Recopiez à l'identique les lignes de la liste, de celle qui contient « frame in this photo. » jusqu'à la fin de la liste, ces deux bornes comprises.

**Entrées d'annotation par points sur images**
.....

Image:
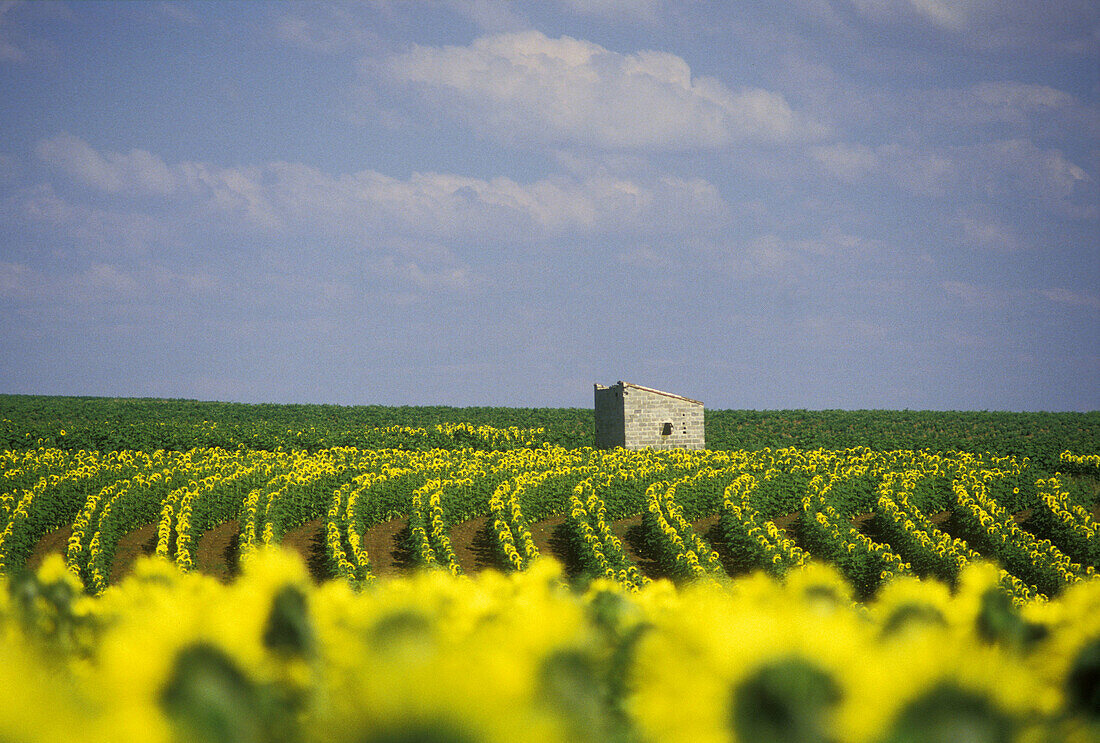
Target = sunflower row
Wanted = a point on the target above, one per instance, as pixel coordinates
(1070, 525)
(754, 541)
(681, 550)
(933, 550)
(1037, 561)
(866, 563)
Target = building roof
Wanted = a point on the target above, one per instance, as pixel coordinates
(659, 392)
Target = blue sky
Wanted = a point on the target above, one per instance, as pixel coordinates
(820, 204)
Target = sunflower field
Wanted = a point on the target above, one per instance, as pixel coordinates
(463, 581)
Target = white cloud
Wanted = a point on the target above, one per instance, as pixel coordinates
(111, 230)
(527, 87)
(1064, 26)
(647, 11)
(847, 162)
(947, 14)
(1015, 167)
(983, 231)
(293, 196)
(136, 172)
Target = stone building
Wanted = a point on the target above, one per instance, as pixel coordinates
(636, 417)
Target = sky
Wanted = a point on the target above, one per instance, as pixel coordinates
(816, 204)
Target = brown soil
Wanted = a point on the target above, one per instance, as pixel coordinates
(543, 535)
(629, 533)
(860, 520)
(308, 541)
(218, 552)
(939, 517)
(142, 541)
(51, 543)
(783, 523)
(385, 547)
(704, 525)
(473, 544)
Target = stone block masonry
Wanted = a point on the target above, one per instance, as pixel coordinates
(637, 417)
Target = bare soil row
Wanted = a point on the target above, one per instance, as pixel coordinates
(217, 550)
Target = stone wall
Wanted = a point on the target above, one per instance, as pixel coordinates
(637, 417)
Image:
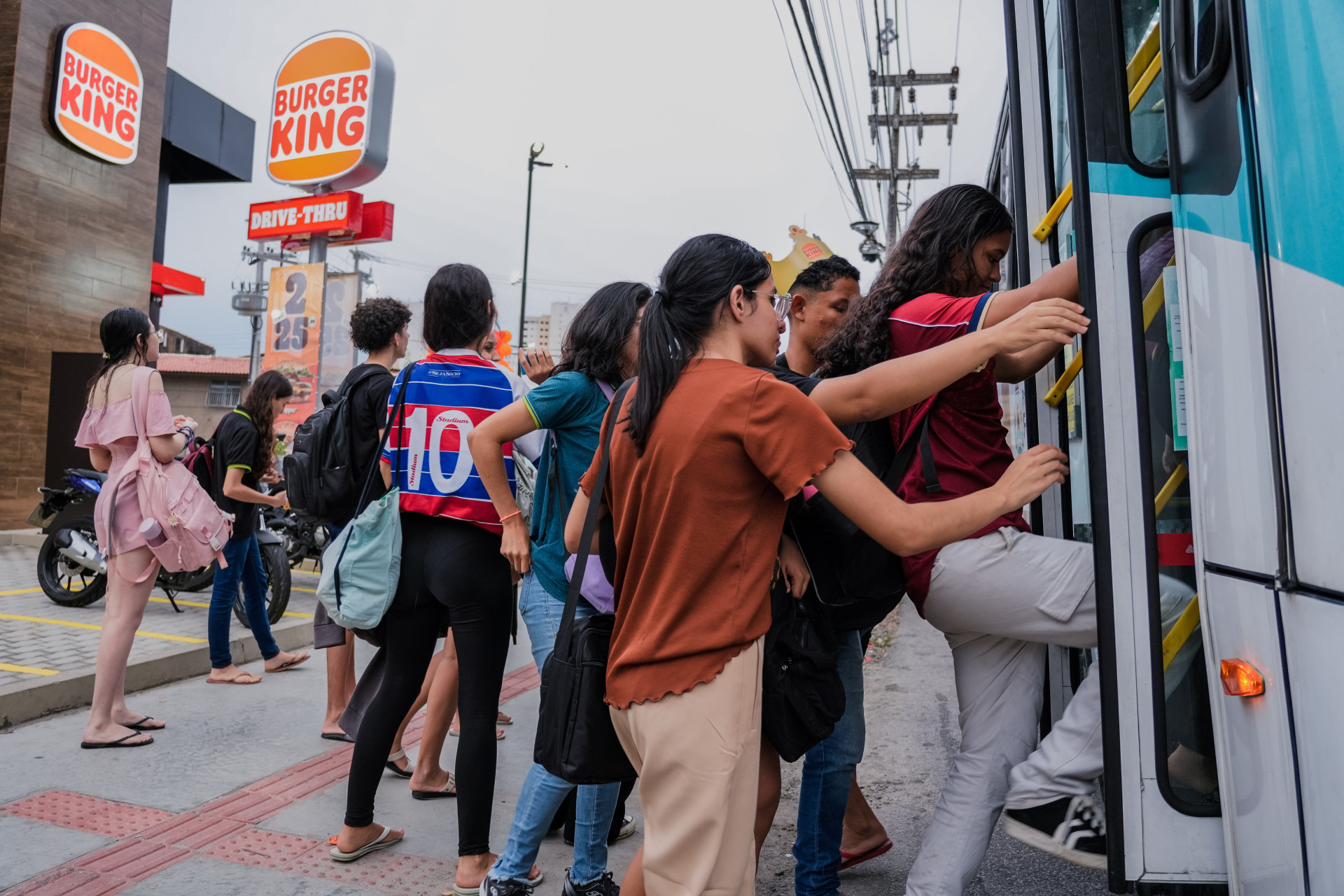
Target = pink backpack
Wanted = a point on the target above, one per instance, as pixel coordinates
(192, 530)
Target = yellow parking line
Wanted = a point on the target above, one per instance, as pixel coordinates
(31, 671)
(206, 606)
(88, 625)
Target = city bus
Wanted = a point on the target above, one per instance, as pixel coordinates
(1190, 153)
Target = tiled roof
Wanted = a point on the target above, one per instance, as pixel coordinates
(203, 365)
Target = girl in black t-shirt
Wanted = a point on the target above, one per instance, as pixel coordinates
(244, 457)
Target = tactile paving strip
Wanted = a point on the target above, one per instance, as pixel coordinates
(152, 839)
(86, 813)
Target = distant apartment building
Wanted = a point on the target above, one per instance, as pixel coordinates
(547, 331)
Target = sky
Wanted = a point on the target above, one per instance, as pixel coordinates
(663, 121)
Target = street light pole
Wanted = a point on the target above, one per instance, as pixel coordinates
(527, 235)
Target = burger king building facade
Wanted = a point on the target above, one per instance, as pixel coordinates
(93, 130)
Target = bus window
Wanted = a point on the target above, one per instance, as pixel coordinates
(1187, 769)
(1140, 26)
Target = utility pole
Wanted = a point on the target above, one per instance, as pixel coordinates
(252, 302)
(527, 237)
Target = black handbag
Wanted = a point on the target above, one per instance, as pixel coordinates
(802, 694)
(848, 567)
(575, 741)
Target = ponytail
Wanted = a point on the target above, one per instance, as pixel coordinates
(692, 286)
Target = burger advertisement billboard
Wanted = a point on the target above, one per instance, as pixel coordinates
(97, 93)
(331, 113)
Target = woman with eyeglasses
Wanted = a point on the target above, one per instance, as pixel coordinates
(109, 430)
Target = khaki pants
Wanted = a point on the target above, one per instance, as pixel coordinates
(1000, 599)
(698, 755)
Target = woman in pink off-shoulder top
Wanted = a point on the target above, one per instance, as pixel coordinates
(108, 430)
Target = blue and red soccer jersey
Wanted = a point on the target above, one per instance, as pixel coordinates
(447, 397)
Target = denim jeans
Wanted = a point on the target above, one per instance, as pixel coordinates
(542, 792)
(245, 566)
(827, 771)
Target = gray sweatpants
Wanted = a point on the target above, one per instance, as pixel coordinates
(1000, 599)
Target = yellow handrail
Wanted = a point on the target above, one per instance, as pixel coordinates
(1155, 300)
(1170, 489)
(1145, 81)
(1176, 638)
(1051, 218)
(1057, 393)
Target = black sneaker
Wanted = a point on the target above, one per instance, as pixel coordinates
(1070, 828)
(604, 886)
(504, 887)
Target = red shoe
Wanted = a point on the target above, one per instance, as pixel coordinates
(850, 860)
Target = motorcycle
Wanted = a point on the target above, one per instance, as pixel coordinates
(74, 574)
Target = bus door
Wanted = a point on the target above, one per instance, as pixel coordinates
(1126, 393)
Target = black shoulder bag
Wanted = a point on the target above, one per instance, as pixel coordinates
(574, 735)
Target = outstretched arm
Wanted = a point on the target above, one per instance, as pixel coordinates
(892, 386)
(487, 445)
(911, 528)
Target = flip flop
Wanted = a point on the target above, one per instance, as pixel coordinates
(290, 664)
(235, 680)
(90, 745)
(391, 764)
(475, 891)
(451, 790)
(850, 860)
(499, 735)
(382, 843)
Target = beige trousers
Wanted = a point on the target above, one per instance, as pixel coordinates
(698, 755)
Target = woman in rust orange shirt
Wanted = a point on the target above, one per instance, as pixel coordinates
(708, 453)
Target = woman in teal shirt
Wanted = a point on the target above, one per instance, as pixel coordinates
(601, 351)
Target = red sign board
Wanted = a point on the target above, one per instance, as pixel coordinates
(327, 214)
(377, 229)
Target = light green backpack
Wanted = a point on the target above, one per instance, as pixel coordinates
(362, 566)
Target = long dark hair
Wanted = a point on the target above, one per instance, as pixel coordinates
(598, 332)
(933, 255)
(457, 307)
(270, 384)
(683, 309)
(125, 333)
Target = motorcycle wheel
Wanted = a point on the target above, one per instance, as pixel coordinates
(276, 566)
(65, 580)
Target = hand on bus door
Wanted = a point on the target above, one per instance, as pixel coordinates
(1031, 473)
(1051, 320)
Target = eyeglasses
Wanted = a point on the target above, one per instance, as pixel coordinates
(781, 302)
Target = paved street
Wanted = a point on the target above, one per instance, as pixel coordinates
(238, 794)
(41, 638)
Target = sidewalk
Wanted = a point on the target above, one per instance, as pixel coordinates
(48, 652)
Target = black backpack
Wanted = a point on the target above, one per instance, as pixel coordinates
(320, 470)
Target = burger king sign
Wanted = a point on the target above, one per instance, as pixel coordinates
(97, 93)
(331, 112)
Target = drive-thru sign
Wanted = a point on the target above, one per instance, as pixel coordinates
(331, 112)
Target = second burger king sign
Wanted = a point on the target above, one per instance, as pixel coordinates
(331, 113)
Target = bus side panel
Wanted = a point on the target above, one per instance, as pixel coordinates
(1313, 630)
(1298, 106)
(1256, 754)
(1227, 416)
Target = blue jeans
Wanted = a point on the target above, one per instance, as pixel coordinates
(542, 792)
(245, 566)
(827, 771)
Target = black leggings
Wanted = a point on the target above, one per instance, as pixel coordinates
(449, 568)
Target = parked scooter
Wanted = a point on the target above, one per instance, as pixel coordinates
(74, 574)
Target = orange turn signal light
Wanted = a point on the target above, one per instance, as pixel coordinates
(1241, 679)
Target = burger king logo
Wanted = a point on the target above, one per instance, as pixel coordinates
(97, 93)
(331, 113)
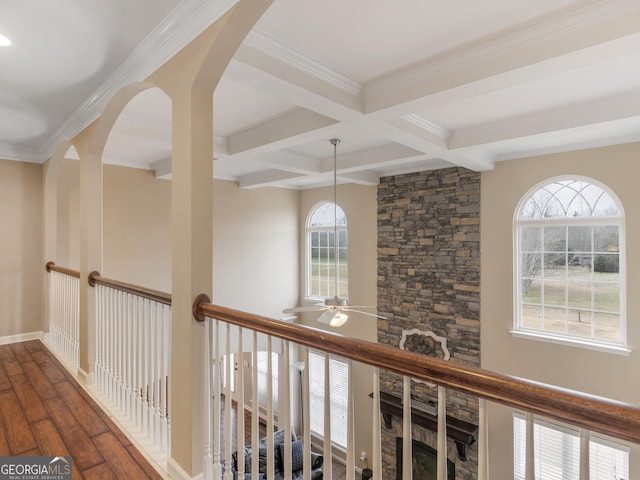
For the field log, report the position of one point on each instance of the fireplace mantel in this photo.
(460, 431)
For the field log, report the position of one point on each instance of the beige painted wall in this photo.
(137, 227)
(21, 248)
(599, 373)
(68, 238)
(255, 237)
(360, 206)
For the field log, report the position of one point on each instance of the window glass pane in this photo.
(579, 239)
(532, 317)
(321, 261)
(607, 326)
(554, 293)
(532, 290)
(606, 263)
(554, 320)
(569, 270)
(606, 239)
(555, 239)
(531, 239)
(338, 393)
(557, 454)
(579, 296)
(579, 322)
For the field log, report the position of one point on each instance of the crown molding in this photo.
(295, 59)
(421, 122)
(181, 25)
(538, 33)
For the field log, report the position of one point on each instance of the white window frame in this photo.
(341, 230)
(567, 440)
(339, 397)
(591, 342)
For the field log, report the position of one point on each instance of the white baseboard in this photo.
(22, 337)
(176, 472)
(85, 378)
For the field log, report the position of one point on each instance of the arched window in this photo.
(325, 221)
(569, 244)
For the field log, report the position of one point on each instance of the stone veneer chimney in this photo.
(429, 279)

.....

**Réponse rédigée**
For the field log, report the position of one point on each instance of the white window frame in this photo.
(341, 230)
(567, 440)
(339, 397)
(591, 342)
For the field log, report the position of one point on each instance of the white baseboard in this photo.
(22, 337)
(176, 472)
(85, 378)
For the field log, report the position of one point on each instance of the arched window in this photo.
(325, 221)
(569, 244)
For the field log, report the position of one point on each instance of the stone veneer chimney in this photo.
(429, 279)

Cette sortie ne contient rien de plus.